INSTRUCTION A —
Answer these questions using the issue thread about pull request data below:
(i) What happens to temporary tables after you disconnect your MySQL session?
(ii) Which table is described as not accurate?
(iii) Who worked with the writer on the revised plan?

SOURCE DOCUMENT —
Open clarrain opened 8 years ago
Make a new table instead of relying on female_first_pulls - start w/ g_pull_closes in Sandbox
You might consider using views or temporary tables. Views can be treated like tables, but they're actually just queries. Temporary tables are like normal tables, but disappear after you disconnect your MySQL session.
You'd want to use a temporary table instead of a view when the view would take a long time (say, more than a few minutes) to execute.
Okay, thanks! I was planning on using views for sure, and I'll look into instances where using a temp table would be better suited
pull_request_history not accurate - re-write plan using g_pull_closes
I'm changing up how I want to go about finding this out - instead of looking at the statistics of a pull request creator for a specific project, I'm doing to look at the general statistics of a creator - after their first "closed" pull request, do they make any more requests (how many? What is the state of their final pull request - closed or open?) for each gender. After working with Denae on the revised plan, I realized that it would be nearly impossible to limit the stats to one specific project with joins using only the data that g_pull_closes has.

Entries from a pointing dataset —
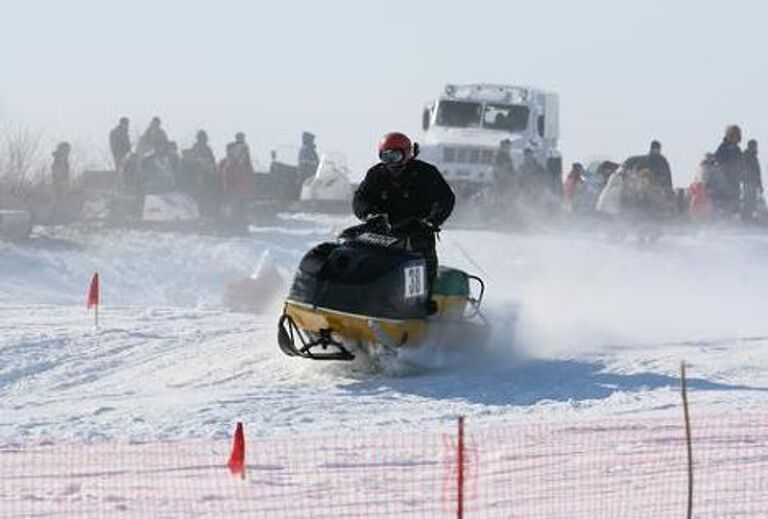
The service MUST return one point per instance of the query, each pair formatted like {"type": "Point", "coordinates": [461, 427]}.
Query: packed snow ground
{"type": "Point", "coordinates": [584, 328]}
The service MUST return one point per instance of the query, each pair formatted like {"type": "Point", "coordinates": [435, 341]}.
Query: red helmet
{"type": "Point", "coordinates": [393, 142]}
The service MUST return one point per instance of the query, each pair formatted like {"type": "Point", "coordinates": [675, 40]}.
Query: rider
{"type": "Point", "coordinates": [404, 188]}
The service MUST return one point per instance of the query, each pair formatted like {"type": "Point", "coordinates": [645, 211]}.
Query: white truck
{"type": "Point", "coordinates": [464, 127]}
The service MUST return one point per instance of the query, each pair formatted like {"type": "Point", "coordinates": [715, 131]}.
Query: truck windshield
{"type": "Point", "coordinates": [510, 118]}
{"type": "Point", "coordinates": [458, 114]}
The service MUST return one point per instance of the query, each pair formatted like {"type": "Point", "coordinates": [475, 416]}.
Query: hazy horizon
{"type": "Point", "coordinates": [626, 74]}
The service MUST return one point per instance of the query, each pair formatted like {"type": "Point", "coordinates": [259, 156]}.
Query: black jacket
{"type": "Point", "coordinates": [728, 155]}
{"type": "Point", "coordinates": [662, 173]}
{"type": "Point", "coordinates": [751, 169]}
{"type": "Point", "coordinates": [419, 191]}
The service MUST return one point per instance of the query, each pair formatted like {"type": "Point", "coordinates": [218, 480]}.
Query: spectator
{"type": "Point", "coordinates": [728, 156]}
{"type": "Point", "coordinates": [659, 166]}
{"type": "Point", "coordinates": [60, 169]}
{"type": "Point", "coordinates": [573, 182]}
{"type": "Point", "coordinates": [308, 159]}
{"type": "Point", "coordinates": [236, 177]}
{"type": "Point", "coordinates": [534, 180]}
{"type": "Point", "coordinates": [752, 183]}
{"type": "Point", "coordinates": [198, 175]}
{"type": "Point", "coordinates": [120, 142]}
{"type": "Point", "coordinates": [154, 139]}
{"type": "Point", "coordinates": [504, 172]}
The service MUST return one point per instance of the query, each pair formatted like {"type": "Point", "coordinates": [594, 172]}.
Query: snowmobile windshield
{"type": "Point", "coordinates": [510, 118]}
{"type": "Point", "coordinates": [459, 114]}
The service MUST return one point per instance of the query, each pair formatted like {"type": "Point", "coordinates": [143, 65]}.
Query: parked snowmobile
{"type": "Point", "coordinates": [368, 291]}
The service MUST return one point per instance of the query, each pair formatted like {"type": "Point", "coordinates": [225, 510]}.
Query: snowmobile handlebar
{"type": "Point", "coordinates": [383, 220]}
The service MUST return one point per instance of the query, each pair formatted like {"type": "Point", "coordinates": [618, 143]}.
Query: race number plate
{"type": "Point", "coordinates": [376, 239]}
{"type": "Point", "coordinates": [415, 285]}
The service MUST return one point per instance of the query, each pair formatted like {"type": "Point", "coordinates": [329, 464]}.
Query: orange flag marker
{"type": "Point", "coordinates": [236, 462]}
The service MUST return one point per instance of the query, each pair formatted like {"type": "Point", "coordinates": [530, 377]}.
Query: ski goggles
{"type": "Point", "coordinates": [391, 156]}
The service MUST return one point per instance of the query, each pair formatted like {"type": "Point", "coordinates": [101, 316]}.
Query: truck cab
{"type": "Point", "coordinates": [464, 126]}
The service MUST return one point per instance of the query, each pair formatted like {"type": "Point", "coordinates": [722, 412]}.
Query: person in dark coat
{"type": "Point", "coordinates": [308, 159]}
{"type": "Point", "coordinates": [200, 173]}
{"type": "Point", "coordinates": [120, 142]}
{"type": "Point", "coordinates": [154, 139]}
{"type": "Point", "coordinates": [728, 156]}
{"type": "Point", "coordinates": [404, 188]}
{"type": "Point", "coordinates": [534, 179]}
{"type": "Point", "coordinates": [659, 165]}
{"type": "Point", "coordinates": [60, 169]}
{"type": "Point", "coordinates": [752, 183]}
{"type": "Point", "coordinates": [504, 173]}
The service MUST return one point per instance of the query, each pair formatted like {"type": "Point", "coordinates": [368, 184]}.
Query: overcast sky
{"type": "Point", "coordinates": [626, 72]}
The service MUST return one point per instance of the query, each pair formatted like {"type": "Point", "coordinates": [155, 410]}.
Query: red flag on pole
{"type": "Point", "coordinates": [93, 292]}
{"type": "Point", "coordinates": [236, 462]}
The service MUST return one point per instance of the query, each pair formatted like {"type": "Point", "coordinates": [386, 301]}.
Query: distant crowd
{"type": "Point", "coordinates": [155, 165]}
{"type": "Point", "coordinates": [726, 186]}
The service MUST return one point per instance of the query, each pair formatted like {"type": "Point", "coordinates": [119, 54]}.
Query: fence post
{"type": "Point", "coordinates": [684, 392]}
{"type": "Point", "coordinates": [460, 470]}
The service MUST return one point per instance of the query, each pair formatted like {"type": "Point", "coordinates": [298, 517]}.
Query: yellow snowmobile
{"type": "Point", "coordinates": [368, 290]}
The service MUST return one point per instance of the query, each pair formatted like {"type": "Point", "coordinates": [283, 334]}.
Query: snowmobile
{"type": "Point", "coordinates": [367, 293]}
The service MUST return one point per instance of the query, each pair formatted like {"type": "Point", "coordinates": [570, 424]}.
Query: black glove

INSTRUCTION B —
Identify every line of the listing above that contains the word "truck".

RESULT A —
(i) They disappear.
(ii) pull_request_history
(iii) Denae

RESULT B —
Query: white truck
Query: truck windshield
Query: truck cab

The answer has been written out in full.